* _Extrait du texte_:
■ ■ ■
Pour inverser la tendance à la consolidation des terres agricoles, des réponses politiques sont nécessaires. C’est pourquoi l’UNF demande l’interdiction de la propriété des terres agricoles par les sociétés d’investissement et soutient l’adoption dans toutes les provinces d’une législation s’inspirant de la loi sur la protection des terres de l’Île-du-Prince-Édouard, afin de limiter la quantité totale de terres qu’un individu ou une société peut posséder. ▪

Pour de plus amples informations sur les questions relatives aux terres agricoles, consultez le site https://www.nfu.ca/ campaigns/farmland/

Si vous souhaitez rejoindre le Comité d’action pour les terres agricoles afin de travailler avec d’autres membres de l’UNF sur les questions relatives aux terres agricoles, contactez l’Office national au 306-652- 9465 ou à l’adresse suivante : nfu@nfu.ca.
■ ■ ■
* _Enregistrements de données_:
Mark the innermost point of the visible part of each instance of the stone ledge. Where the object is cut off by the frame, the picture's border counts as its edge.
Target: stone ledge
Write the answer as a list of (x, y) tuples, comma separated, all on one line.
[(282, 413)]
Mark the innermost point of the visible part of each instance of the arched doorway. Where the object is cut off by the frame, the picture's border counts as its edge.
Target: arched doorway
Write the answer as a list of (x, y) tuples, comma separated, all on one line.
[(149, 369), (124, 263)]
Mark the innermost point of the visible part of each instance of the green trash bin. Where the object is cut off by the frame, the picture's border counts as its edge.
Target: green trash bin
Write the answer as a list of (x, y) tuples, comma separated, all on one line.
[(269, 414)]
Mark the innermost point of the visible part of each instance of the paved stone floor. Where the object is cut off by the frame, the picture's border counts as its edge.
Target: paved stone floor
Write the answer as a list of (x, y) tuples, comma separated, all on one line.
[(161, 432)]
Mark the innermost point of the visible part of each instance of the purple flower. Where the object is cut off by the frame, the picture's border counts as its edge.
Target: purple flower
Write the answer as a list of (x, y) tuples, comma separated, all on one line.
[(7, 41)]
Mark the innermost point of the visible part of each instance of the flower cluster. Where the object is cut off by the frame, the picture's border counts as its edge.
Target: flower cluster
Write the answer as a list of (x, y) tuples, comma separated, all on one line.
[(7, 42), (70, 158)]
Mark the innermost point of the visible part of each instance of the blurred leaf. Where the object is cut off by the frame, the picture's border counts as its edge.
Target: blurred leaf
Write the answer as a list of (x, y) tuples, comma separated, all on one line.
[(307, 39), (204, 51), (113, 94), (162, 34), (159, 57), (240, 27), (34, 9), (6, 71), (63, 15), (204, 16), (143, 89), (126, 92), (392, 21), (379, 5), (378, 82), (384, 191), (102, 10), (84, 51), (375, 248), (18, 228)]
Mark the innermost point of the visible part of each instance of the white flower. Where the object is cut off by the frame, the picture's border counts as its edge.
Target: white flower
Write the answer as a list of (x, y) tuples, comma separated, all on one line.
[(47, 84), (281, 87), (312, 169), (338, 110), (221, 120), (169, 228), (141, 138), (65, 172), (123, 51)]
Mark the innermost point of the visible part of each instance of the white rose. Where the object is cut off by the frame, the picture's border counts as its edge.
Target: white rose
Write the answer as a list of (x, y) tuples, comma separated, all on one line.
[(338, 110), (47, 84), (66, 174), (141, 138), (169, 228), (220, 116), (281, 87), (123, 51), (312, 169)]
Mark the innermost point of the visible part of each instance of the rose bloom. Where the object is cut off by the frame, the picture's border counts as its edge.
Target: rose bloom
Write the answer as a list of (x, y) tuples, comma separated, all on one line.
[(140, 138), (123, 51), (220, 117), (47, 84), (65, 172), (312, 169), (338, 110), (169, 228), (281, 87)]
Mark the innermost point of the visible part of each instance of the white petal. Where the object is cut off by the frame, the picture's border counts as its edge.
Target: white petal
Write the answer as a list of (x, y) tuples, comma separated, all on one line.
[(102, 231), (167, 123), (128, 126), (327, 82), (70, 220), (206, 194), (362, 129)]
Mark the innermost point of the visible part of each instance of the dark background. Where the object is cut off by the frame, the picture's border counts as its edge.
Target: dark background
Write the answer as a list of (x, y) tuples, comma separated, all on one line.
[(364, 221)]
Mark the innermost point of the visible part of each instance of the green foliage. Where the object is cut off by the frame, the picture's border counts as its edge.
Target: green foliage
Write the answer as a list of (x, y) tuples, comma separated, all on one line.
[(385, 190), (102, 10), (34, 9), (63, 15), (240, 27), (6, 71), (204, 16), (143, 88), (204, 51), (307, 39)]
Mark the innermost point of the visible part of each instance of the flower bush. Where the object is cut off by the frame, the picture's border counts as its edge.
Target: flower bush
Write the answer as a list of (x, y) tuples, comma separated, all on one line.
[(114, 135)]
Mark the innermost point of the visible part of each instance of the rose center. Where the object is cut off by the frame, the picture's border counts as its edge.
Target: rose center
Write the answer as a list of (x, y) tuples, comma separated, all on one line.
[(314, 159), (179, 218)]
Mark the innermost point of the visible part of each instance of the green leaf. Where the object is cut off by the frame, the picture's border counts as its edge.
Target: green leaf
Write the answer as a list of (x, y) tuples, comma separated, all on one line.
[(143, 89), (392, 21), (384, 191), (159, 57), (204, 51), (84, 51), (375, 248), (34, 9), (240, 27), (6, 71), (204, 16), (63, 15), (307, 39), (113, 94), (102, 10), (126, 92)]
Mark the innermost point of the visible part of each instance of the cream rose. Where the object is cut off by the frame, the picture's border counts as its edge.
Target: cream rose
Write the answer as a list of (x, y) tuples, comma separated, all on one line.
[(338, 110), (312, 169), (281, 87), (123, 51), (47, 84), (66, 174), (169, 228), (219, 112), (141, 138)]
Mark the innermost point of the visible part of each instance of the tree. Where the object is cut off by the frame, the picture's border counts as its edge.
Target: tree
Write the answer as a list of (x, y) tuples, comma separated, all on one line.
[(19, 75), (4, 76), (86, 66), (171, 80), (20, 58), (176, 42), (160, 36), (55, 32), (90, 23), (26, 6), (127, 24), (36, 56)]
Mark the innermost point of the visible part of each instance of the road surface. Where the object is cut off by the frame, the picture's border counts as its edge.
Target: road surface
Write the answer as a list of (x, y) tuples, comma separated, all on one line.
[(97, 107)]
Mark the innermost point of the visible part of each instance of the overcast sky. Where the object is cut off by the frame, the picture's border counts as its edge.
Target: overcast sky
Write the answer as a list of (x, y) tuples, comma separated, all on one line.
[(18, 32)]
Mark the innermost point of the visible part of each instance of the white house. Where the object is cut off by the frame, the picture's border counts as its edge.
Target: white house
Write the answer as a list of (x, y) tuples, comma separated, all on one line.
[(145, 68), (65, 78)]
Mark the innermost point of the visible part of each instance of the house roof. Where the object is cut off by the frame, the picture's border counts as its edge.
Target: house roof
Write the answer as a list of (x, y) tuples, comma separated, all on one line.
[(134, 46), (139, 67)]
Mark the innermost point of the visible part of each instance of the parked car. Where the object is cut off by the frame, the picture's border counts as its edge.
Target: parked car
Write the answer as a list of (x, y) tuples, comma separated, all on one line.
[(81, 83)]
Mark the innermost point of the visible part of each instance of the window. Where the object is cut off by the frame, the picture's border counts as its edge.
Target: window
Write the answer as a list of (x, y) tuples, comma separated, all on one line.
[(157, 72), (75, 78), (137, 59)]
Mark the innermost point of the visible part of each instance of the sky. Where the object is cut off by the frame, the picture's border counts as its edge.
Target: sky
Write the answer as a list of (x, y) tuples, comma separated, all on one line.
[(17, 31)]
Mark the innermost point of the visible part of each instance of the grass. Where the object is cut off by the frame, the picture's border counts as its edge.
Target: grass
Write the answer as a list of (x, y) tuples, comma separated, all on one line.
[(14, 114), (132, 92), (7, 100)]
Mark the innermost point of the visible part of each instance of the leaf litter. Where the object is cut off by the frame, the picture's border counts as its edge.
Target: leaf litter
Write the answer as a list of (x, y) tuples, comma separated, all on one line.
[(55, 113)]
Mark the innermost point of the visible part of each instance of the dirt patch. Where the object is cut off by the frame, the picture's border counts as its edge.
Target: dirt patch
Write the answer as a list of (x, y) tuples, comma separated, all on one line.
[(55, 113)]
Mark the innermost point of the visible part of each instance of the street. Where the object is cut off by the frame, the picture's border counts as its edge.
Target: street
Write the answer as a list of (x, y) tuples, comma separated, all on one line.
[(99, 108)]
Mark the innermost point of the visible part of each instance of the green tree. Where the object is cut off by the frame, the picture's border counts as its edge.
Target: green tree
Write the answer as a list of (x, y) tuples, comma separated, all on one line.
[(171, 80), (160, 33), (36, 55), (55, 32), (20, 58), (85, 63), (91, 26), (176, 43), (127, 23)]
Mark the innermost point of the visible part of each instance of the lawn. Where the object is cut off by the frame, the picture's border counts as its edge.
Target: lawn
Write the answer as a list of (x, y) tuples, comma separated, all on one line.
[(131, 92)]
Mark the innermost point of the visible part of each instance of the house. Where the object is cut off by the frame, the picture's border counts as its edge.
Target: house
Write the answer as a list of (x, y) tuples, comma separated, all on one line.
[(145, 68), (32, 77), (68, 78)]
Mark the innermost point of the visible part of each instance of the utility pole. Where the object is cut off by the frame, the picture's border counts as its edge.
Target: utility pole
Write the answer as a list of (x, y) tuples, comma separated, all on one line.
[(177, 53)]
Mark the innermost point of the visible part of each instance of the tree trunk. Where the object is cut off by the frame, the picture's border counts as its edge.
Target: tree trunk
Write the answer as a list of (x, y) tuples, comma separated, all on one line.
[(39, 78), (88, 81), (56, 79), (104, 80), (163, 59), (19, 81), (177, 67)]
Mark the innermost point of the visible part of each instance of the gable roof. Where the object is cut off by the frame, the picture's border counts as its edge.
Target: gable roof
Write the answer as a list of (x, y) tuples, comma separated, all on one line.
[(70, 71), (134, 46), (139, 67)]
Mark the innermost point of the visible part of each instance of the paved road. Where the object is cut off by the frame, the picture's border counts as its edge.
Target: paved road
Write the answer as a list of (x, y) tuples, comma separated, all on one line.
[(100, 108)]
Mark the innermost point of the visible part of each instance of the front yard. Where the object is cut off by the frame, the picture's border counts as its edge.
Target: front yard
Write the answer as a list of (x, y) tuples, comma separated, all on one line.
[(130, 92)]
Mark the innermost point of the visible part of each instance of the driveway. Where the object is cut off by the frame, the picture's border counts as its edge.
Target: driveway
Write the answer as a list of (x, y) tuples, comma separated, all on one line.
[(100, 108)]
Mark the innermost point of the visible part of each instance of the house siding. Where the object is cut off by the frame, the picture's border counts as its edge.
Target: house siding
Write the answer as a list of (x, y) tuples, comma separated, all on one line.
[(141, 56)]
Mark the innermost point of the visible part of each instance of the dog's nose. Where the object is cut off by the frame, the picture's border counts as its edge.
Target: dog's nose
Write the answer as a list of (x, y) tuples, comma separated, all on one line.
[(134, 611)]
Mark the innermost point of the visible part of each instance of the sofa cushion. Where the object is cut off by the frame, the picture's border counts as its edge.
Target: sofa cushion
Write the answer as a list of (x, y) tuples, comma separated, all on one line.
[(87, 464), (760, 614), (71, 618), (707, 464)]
■ ■ ■
* _Objectif A_:
D'après l'extrait sur les terres agricoles, dites si chaque affirmation est juste : (i) l'UNF veut interdire aux sociétés d'investissement de posséder des terres agricoles ; (ii) la loi prise en modèle est celle de l'Ontario ; (iii) pour rejoindre le Comité d'action pour les terres agricoles, il faut contacter l'Office national. Répondez par oui ou non et citez les mots du texte qui tranchent.
* _Objectif B_:
Reproduisez mot pour mot le passage de l'extrait sur les terres agricoles qui commence à "Pour de plus" et se termine à "suivante : nfu@nfu.ca.".
* _Objectif C_:
Poursuivez le texte sur les terres agricoles à partir de l'endroit où il s'arrête.

* _Résultat A_:
(i) Oui : « l’UNF demande l’interdiction de la propriété des terres agricoles par les sociétés d’investissement »
(ii) Non : « la loi sur la protection des terres de l’Île-du-Prince-Édouard »
(iii) Oui : « contactez l’Office national »

* _Résultat B_:
Pour de plus amples informations sur les questions relatives aux terres agricoles, consultez le site https://www.nfu.ca/ campaigns/farmland/

Si vous souhaitez rejoindre le Comité d’action pour les terres agricoles afin de travailler avec d’autres membres de l’UNF sur les questions relatives aux terres agricoles, contactez l’Office national au 306-652- 9465 ou à l’adresse suivante : nfu@nfu.ca.

* _Résultat C_:
 

Une brève histoire de la souveraineté alimentaire

-par Cathy Holtslander, directrice de la recherche et de la politique de l’UNF

Les racines de l’UNF remontent à plus de 100 ans, lorsque les fermiers se sont battus contre l’exploitation par les chemins de fer, les banques et les sociétés céréalières. Nous continuons à lutter contre le pouvoir des entreprises en organisant des fermières et des travailleurs agricoles partageant les mêmes idées et en travaillant avec des alliés. Aujourd’hui, la souveraineté alimentaire est notre principe directeur. La souveraineté alimentaire signifie le contrôle démocratique du système alimentaire – il ne s’agit pas seulement de manger à sa faim, mais d’avoir son mot à dire sur la manière dont notre nourriture est produite, de déterminer qui bénéficie du système alimentaire et de s’assurer que ce que nous faisons aujourd’hui permettra d’assurer un bon avenir aux générations suivantes. Il est intéressant de se remémorer l’époque où le concept a été développé par les fermiers (y compris les membres de l’UNF), les paysans, les peuples indigènes, les éleveurs, les pêcheurs et d’autres producteurs de denrées alimentaires au Canada et à l’étranger.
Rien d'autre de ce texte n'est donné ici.